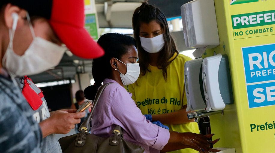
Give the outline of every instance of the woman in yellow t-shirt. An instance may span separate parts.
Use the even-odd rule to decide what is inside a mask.
[[[184,65],[191,59],[179,53],[166,18],[158,8],[143,3],[132,22],[141,73],[136,83],[126,87],[132,98],[150,121],[159,121],[171,130],[198,133],[197,123],[188,119],[186,110]],[[173,152],[197,152],[191,149]]]

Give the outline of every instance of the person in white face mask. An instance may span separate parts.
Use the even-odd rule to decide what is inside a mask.
[[[85,89],[84,96],[94,100],[102,82],[112,83],[102,91],[95,108],[94,113],[96,115],[92,119],[92,134],[110,137],[113,127],[117,125],[123,129],[124,138],[141,146],[144,153],[158,153],[160,150],[165,152],[186,148],[194,148],[204,153],[208,152],[207,150],[215,152],[207,144],[207,138],[212,134],[204,136],[169,131],[154,124],[141,114],[131,98],[131,94],[124,88],[125,85],[135,83],[139,75],[134,38],[118,33],[107,33],[99,38],[98,43],[104,49],[105,54],[93,60],[92,72],[95,83]],[[143,105],[147,103],[143,102]],[[212,142],[215,143],[218,140]]]
[[[186,111],[184,66],[191,58],[179,53],[158,8],[144,2],[132,19],[141,75],[136,83],[129,85],[132,98],[151,122],[159,120],[179,132],[199,133],[197,123],[188,119]],[[186,149],[172,152],[198,152]]]
[[[60,152],[55,137],[42,138],[68,132],[84,115],[71,110],[50,115],[41,100],[43,94],[37,94],[35,99],[40,99],[40,104],[28,103],[13,81],[15,76],[37,74],[56,66],[65,49],[62,43],[81,57],[103,55],[103,50],[84,28],[84,12],[83,1],[0,1],[1,152]],[[35,85],[26,82],[23,90],[28,94],[32,90],[24,88]],[[44,115],[34,115],[41,106],[45,106]]]

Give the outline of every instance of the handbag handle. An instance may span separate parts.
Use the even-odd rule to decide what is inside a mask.
[[[91,111],[91,112],[90,113],[89,115],[89,116],[87,117],[86,120],[81,124],[81,125],[78,128],[78,131],[80,131],[81,132],[82,130],[84,130],[86,131],[85,133],[86,134],[88,134],[89,132],[89,130],[90,129],[90,121],[91,120],[91,119],[92,119],[92,117],[93,114],[94,113],[94,111],[95,110],[95,106],[96,105],[98,101],[98,99],[99,99],[99,97],[101,95],[101,94],[103,92],[104,89],[105,88],[107,85],[111,83],[113,83],[110,82],[104,84],[99,87],[98,89],[98,90],[96,93],[96,94],[95,95],[95,102],[94,102],[93,106],[92,109],[92,110]]]

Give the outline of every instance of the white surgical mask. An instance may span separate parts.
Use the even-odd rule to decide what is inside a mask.
[[[149,53],[156,53],[160,51],[164,46],[163,34],[151,38],[139,36],[143,49]]]
[[[27,17],[33,40],[23,55],[17,55],[13,49],[13,41],[18,18],[14,18],[14,25],[9,30],[10,42],[2,59],[2,64],[12,76],[35,74],[53,67],[60,62],[66,49],[65,46],[35,36],[28,13]]]
[[[123,85],[126,85],[135,82],[139,76],[139,63],[127,63],[127,64],[123,63],[118,59],[116,58],[118,61],[125,64],[127,66],[127,72],[125,74],[122,74],[119,71],[116,70],[119,73],[120,78]]]

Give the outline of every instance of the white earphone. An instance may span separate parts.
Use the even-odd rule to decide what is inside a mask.
[[[16,27],[17,26],[17,22],[18,21],[19,16],[18,14],[16,13],[12,13],[12,14],[11,14],[11,16],[12,17],[12,19],[13,19],[13,23],[12,23],[12,27],[11,28],[11,29],[13,30],[15,30]]]

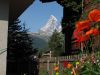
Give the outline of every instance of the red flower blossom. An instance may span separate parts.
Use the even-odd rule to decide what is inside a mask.
[[[75,40],[75,42],[84,42],[84,41],[87,41],[87,40],[89,40],[90,39],[90,37],[88,36],[88,35],[83,35],[83,36],[79,36],[76,40]]]
[[[87,30],[89,28],[90,28],[90,21],[89,20],[79,21],[76,23],[76,29],[78,31]]]
[[[66,68],[67,67],[67,64],[68,64],[68,62],[67,61],[64,61],[63,62],[63,67]]]
[[[86,35],[89,35],[89,36],[90,35],[93,35],[93,36],[99,35],[99,30],[97,28],[91,29],[86,32]]]
[[[94,9],[88,14],[90,21],[100,22],[100,10]]]

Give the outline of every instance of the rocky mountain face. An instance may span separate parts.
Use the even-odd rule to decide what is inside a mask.
[[[33,38],[34,47],[39,49],[48,48],[49,37],[53,34],[54,30],[61,31],[61,25],[58,23],[55,16],[51,15],[47,23],[40,28],[38,32],[29,33]]]

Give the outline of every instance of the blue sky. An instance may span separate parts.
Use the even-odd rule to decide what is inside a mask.
[[[19,19],[31,32],[37,32],[46,24],[50,15],[54,15],[60,22],[63,17],[63,7],[56,2],[42,3],[35,0]]]

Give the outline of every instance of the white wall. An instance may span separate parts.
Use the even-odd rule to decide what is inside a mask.
[[[8,4],[0,1],[0,75],[6,75],[7,51],[1,54],[1,49],[7,48],[8,8]]]

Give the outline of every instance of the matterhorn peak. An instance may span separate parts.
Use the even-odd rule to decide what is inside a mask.
[[[58,32],[61,31],[61,25],[58,23],[57,18],[53,15],[50,16],[48,19],[46,25],[40,29],[41,34],[47,34],[47,35],[52,35],[54,30],[57,30]]]

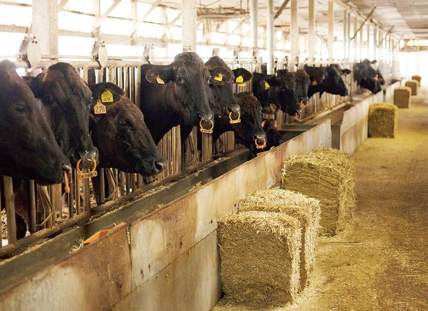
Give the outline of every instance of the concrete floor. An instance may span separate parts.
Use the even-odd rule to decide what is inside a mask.
[[[214,310],[428,310],[428,89],[400,109],[395,138],[369,138],[355,154],[353,217],[320,239],[312,282],[287,306],[223,300]]]

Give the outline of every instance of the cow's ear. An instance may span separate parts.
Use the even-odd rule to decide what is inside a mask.
[[[237,68],[232,71],[233,71],[233,75],[235,76],[233,79],[235,83],[244,83],[250,81],[252,76],[251,72],[244,68]]]
[[[210,70],[211,78],[210,84],[215,85],[224,85],[231,82],[232,75],[230,71],[223,67],[216,67]]]
[[[169,65],[156,66],[147,72],[145,78],[150,83],[166,84],[174,80],[174,71]]]
[[[93,84],[89,86],[89,88],[92,91],[94,102],[99,99],[105,105],[117,103],[125,94],[124,90],[111,82]]]

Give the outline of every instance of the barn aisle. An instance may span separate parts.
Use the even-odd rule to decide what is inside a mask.
[[[400,110],[395,138],[369,138],[355,154],[357,206],[343,232],[320,241],[311,286],[268,310],[428,310],[428,89],[420,91]],[[255,310],[229,308],[215,310]]]

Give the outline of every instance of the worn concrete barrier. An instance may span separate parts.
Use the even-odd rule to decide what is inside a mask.
[[[0,294],[0,310],[211,310],[221,293],[217,220],[278,185],[293,155],[331,145],[327,120],[24,277]]]

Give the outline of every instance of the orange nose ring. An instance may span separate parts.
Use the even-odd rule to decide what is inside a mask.
[[[238,118],[234,120],[232,119],[232,112],[229,113],[229,123],[231,124],[234,124],[235,123],[241,123],[241,112],[238,111]]]
[[[210,129],[206,129],[202,127],[202,120],[201,119],[200,121],[199,121],[199,130],[201,131],[201,133],[205,133],[206,134],[213,134],[213,129],[214,128],[214,122],[212,120],[210,120],[210,122],[211,122],[211,128]]]
[[[77,164],[76,165],[76,169],[77,170],[77,176],[79,179],[85,179],[91,177],[97,176],[97,175],[98,174],[96,171],[97,161],[95,160],[95,159],[92,159],[92,161],[93,162],[94,165],[92,168],[92,170],[87,173],[83,173],[82,172],[82,170],[80,169],[80,163],[82,163],[82,159],[80,159],[77,161]]]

WHAT IS EXPECTED
State how many lines of the listing above contain the word "concrete". Give only the number.

FULL SOLUTION
2